• **Data in this exercise**:
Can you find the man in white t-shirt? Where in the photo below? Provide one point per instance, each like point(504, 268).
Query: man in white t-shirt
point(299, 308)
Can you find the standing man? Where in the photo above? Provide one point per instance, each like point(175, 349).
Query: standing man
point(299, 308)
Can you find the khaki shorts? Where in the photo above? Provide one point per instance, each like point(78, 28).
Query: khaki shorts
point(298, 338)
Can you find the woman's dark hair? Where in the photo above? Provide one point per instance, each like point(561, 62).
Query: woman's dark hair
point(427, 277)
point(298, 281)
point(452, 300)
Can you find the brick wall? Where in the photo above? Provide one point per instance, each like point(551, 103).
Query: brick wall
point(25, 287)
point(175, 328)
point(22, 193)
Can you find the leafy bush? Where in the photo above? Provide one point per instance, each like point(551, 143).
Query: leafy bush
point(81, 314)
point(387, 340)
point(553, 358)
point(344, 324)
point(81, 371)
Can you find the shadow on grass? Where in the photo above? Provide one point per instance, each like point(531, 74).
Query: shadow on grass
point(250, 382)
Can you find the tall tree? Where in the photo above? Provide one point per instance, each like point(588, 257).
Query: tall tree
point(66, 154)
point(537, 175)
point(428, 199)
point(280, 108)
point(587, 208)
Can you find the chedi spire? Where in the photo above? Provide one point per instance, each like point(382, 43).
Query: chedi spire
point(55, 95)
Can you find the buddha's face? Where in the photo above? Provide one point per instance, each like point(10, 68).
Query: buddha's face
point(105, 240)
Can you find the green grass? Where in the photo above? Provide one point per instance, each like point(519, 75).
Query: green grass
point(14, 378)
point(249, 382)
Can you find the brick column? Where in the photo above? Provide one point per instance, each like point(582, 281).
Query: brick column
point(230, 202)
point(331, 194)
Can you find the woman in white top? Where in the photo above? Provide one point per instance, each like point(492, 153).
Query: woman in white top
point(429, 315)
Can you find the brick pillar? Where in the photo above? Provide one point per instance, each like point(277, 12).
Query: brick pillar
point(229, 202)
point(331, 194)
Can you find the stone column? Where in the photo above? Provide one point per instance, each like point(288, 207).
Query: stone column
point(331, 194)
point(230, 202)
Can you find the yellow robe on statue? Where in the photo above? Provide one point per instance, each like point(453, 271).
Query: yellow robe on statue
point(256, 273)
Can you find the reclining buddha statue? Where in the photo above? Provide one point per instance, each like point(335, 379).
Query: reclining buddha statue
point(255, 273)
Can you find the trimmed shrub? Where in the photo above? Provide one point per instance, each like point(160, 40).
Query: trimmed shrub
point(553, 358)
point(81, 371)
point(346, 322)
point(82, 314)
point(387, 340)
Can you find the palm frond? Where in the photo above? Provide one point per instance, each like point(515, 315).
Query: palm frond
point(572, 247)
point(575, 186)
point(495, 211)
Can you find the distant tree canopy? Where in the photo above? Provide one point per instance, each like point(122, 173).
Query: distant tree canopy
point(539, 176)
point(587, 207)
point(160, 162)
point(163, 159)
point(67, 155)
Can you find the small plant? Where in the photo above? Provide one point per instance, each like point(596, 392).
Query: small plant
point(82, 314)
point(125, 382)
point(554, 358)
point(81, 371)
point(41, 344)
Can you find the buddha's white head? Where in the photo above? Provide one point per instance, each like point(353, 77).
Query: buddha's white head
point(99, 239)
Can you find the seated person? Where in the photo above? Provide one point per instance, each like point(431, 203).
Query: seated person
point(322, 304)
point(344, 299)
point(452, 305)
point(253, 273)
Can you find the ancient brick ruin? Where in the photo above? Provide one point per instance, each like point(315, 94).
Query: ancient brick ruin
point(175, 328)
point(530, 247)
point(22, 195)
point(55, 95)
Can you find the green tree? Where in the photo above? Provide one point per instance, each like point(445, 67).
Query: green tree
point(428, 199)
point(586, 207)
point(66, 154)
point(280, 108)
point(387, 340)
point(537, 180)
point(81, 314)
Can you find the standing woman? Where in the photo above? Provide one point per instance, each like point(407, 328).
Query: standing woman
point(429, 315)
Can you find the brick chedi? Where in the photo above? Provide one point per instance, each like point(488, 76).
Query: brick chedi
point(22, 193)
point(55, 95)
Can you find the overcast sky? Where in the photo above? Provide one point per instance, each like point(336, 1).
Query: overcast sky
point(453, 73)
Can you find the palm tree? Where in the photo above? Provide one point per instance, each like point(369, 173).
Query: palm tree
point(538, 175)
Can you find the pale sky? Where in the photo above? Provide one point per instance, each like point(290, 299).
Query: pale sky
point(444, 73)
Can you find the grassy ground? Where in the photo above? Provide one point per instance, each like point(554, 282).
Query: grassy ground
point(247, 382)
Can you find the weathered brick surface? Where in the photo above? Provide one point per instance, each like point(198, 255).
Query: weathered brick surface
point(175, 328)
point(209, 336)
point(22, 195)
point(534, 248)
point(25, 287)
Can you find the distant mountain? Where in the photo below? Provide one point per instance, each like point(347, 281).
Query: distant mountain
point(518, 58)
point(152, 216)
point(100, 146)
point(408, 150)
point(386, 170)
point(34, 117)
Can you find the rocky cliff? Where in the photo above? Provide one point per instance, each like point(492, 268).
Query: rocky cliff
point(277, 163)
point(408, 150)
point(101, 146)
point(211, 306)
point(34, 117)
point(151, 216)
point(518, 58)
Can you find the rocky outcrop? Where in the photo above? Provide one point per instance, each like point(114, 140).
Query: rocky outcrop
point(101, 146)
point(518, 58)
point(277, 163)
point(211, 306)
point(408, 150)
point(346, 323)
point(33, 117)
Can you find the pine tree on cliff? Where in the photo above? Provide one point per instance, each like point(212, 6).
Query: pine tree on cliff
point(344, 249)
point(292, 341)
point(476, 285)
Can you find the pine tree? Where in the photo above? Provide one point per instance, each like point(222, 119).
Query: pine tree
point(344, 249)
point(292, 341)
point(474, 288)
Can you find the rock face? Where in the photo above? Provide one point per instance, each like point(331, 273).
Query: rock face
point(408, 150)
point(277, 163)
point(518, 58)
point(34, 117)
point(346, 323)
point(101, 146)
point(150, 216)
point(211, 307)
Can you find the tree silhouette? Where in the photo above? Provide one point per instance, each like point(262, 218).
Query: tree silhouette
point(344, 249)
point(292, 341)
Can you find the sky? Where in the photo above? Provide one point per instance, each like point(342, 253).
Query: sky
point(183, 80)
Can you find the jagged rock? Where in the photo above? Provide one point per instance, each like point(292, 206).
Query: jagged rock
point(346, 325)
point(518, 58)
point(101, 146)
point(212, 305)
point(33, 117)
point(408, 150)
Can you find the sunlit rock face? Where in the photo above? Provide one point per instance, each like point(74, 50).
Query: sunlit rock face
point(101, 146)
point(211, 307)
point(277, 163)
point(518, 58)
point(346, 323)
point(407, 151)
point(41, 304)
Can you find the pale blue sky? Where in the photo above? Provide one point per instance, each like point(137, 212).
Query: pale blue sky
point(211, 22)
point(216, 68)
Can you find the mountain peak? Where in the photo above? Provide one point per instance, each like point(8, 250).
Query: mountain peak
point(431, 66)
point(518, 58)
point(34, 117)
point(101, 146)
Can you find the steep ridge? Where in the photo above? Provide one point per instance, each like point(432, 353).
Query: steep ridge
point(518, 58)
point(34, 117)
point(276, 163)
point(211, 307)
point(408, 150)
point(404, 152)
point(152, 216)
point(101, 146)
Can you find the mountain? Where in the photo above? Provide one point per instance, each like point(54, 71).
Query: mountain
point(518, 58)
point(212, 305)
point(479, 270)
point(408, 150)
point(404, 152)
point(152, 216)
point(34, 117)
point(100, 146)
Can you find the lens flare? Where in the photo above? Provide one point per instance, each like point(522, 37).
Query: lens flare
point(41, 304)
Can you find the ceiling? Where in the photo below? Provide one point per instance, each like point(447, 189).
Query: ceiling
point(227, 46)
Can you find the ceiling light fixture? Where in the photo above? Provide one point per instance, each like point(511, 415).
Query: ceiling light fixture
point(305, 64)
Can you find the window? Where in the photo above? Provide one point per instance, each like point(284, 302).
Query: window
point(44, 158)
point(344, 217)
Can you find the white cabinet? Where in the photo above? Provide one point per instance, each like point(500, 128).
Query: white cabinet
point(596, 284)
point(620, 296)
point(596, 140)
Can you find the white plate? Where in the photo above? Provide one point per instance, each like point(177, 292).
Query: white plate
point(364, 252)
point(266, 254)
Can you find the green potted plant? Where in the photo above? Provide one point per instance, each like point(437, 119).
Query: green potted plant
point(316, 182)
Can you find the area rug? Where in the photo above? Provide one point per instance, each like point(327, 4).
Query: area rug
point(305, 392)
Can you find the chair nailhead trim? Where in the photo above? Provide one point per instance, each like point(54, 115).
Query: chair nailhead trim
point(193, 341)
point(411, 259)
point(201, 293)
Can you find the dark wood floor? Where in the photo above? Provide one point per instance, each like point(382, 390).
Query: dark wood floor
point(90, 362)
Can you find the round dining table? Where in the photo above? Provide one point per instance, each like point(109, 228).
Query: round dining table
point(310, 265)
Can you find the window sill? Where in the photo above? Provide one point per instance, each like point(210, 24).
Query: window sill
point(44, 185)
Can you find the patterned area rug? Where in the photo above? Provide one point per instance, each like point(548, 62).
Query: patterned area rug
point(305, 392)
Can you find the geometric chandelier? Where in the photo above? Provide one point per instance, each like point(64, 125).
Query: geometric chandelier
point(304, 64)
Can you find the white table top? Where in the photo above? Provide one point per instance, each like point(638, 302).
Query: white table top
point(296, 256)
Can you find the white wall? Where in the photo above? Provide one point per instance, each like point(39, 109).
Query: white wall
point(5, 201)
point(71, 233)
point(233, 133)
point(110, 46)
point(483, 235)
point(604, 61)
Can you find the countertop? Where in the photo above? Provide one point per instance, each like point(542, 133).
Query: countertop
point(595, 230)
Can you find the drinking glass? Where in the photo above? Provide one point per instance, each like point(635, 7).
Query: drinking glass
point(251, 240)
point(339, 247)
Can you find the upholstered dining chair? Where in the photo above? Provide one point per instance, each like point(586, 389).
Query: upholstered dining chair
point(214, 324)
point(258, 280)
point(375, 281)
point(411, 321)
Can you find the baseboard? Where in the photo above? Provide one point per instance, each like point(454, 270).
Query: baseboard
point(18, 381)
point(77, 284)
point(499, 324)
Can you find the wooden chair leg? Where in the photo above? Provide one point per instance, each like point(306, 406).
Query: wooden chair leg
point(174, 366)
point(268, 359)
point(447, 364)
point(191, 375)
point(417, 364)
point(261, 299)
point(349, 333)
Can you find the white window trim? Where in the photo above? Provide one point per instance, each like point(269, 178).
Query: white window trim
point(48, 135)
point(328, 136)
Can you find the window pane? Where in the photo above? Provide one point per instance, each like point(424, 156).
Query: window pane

• **What you have to do**:
Rewrite the listing from its first line through the line containing "point(250, 382)", substituting "stone wall" for "brick wall" and leaving everything else unchanged.

• **Answer to the task**:
Can you find the man in white t-shirt? Where in the photo below? Provide one point per instance, each like point(504, 268).
Query: man in white t-shirt
point(299, 308)
Can you find the standing man? Where in the photo above? Provide one point per instance, each like point(175, 349).
Query: standing man
point(299, 308)
Can you find the khaki shorts? Where in the photo above? Provide one point per instance, each like point(78, 28).
Query: khaki shorts
point(298, 338)
Can you find the woman's dark hair? Where in the photo above? Provide one point per instance, each like point(561, 62).
Query: woman's dark hair
point(427, 277)
point(298, 281)
point(452, 300)
Can you find the stone wall? Where in the photo above? Provide one point per instance, each like point(551, 103).
Query: stone wall
point(25, 287)
point(175, 328)
point(22, 193)
Can you find the leafy bush? Where in the photo above? Provide one point per instance, each like point(551, 143).
Query: leafy bush
point(81, 314)
point(387, 340)
point(553, 358)
point(344, 324)
point(81, 371)
Can you find the shadow on grass? Where in the photo above? Provide one point per instance, each like point(531, 74).
Query: shadow on grass
point(250, 382)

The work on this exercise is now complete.